*Задание 1*. Перепишите дословно часть отрывка из переписки: участок от слов «Конечно, я Вас» до слов «конечно, меня передернуло.».
*Задание 2*. Какой датой помечено письмо М. О. Гершензона В. В. Розанову в отрывке из переписки?
*Задание 3*. Переведите на английский язык следующее предложение из отрывка из переписки: «Конечно, я Вас не разлагаю, а беру таким, как Вы есть, и таким люблю».
──────── Фрагмент документа ────────
Таков, Фелица, я развратен… [401]

Берите как есть «русскую свинью». Да я знаю, что Вы и не сердитесь, а так — маленькое неудовольствие. Пусть и его не будет. Будем друзьями, простыми русскими друзьями, без мелочей и придирок и мщения друг другу, если бы что встретилось даже и более серьезное и отрицательное. Некоторый % зла, ну даже низкого, неблагородного, лежит и после грехопадения, не может не лежать в каждом человеке: примем это «как судьбу», как свою долю, и друг у друга не будем придираться к этому и «корить человека за невыдержанность идеала».

Бог с ними, с идеалами; все это «прописано». Возьмем живую натурку «как есть» и лучше будем отыскивать в ней, не завалилось ли в уголке чего-нибудь хорошего.


М. О. Гершензон — В. В. Розанову, 7 сент. 1909 г.:

Милый Василий Васильевич,

Конечно, я Вас не разлагаю, а беру таким, как Вы есть, и таким люблю. Сближения с М<еньшиковым>, в чем Вы теперь извиняетесь, я даже не заметил, но было другое: Ваше отношение к евреям, страх перед пейсами, как Вы выразились. Дело не в еврействе; тяжело мне видеть в Вас, что Вы чувствуете национальность, что я считаю звериным чувством. Я уверен, что в чистые Ваши минуты Вы не позволите себе этого, и если у Вас так написалось, то именно тогда, когда «отлетели пуговицы», и именно не только у жилетки, но и пониже, — и вышло некрасиво. Позвольте сказать так: Вы — красавица, и я, как вижу Вас, любуюсь; и вот Вы неосторожно показались мне не в авантажном виде, — конечно, меня передернуло.
──────── Исходные данные ────────
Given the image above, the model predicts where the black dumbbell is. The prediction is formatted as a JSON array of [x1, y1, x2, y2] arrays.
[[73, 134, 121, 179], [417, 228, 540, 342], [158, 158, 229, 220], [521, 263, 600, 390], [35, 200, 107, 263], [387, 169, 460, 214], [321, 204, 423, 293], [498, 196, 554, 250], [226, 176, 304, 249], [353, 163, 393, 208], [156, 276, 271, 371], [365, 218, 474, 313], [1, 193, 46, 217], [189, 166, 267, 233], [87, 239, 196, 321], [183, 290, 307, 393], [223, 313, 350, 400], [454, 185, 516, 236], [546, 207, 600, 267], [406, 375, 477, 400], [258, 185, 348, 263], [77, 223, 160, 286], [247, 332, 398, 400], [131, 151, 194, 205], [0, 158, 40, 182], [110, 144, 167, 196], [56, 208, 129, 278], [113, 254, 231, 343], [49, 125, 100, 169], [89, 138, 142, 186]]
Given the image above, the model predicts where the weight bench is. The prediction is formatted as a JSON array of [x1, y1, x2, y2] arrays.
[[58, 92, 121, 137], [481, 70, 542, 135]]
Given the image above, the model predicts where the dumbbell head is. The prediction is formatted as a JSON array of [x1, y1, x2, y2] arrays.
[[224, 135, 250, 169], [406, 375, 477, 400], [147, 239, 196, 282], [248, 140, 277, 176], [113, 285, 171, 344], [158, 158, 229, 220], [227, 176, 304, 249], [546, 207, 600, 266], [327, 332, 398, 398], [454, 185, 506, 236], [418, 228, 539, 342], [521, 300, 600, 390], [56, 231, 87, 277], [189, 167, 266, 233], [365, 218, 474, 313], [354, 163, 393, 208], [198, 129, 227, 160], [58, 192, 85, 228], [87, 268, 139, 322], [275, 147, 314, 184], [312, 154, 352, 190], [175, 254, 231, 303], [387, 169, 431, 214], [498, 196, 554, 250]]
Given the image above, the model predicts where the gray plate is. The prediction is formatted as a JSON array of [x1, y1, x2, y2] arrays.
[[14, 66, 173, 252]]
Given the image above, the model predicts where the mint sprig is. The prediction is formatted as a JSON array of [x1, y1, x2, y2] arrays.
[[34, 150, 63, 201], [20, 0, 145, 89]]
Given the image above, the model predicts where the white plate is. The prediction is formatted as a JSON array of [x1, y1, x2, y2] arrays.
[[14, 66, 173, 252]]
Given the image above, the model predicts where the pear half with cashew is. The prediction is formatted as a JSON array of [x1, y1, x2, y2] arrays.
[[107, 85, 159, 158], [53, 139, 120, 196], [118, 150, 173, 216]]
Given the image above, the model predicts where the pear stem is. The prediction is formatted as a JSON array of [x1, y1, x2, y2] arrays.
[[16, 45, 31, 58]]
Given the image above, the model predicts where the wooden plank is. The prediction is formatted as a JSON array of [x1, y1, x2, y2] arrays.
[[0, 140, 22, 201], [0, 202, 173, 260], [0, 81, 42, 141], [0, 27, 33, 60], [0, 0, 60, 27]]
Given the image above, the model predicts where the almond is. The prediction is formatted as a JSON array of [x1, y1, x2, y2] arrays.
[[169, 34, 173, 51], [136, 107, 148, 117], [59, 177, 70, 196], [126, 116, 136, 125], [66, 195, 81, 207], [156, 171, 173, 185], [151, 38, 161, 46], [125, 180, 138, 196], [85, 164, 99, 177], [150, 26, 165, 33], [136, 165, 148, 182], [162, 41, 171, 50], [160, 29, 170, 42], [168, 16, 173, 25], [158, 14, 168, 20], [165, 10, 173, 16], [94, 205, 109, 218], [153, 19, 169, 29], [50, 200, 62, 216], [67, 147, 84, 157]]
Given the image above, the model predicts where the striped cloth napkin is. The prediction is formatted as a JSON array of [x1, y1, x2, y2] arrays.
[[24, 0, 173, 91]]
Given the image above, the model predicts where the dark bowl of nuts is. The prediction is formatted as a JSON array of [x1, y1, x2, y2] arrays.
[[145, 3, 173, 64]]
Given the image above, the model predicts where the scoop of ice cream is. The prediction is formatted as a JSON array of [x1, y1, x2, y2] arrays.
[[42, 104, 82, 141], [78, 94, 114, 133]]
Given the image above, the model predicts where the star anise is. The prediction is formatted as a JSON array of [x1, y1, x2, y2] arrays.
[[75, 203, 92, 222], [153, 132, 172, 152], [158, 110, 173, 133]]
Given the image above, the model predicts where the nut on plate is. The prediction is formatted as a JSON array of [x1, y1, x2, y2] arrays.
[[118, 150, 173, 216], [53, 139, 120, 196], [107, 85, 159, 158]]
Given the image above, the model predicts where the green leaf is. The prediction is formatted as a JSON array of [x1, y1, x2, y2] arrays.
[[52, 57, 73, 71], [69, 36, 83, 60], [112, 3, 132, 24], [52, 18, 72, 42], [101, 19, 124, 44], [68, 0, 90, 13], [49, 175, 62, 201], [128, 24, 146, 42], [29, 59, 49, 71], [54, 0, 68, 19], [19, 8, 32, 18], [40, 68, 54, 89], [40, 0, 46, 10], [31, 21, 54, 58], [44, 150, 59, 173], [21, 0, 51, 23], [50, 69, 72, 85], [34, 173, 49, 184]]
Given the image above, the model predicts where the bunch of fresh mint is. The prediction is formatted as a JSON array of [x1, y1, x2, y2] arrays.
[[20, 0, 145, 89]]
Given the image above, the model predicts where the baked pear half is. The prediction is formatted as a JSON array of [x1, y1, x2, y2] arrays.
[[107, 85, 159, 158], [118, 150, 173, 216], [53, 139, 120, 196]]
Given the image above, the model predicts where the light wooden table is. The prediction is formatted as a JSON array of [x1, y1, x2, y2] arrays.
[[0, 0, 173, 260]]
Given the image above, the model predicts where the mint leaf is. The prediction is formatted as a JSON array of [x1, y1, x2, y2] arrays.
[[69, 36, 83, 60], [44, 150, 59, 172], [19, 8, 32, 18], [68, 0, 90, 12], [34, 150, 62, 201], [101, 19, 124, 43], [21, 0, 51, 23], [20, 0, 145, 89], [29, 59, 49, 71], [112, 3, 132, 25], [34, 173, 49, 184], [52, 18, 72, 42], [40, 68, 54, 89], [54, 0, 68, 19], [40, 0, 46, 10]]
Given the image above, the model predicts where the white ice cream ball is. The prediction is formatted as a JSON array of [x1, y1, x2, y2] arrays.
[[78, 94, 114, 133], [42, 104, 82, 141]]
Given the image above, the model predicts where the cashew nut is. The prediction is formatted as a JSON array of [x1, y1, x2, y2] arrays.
────────
*Ответ 1*.
Конечно, я Вас не разлагаю, а беру таким, как Вы есть, и таким люблю. Сближения с М<еньшиковым>, в чем Вы теперь извиняетесь, я даже не заметил, но было другое: Ваше отношение к евреям, страх перед пейсами, как Вы выразились. Дело не в еврействе; тяжело мне видеть в Вас, что Вы чувствуете национальность, что я считаю звериным чувством. Я уверен, что в чистые Ваши минуты Вы не позволите себе этого, и если у Вас так написалось, то именно тогда, когда «отлетели пуговицы», и именно не только у жилетки, но и пониже, — и вышло некрасиво. Позвольте сказать так: Вы — красавица, и я, как вижу Вас, любуюсь; и вот Вы неосторожно показались мне не в авантажном виде, — конечно, меня передернуло.

*Ответ 2*. 7 сентября 1909 года.

*Ответ 3*. Of course, I do not take you apart; I take you as you are, and as such I love you.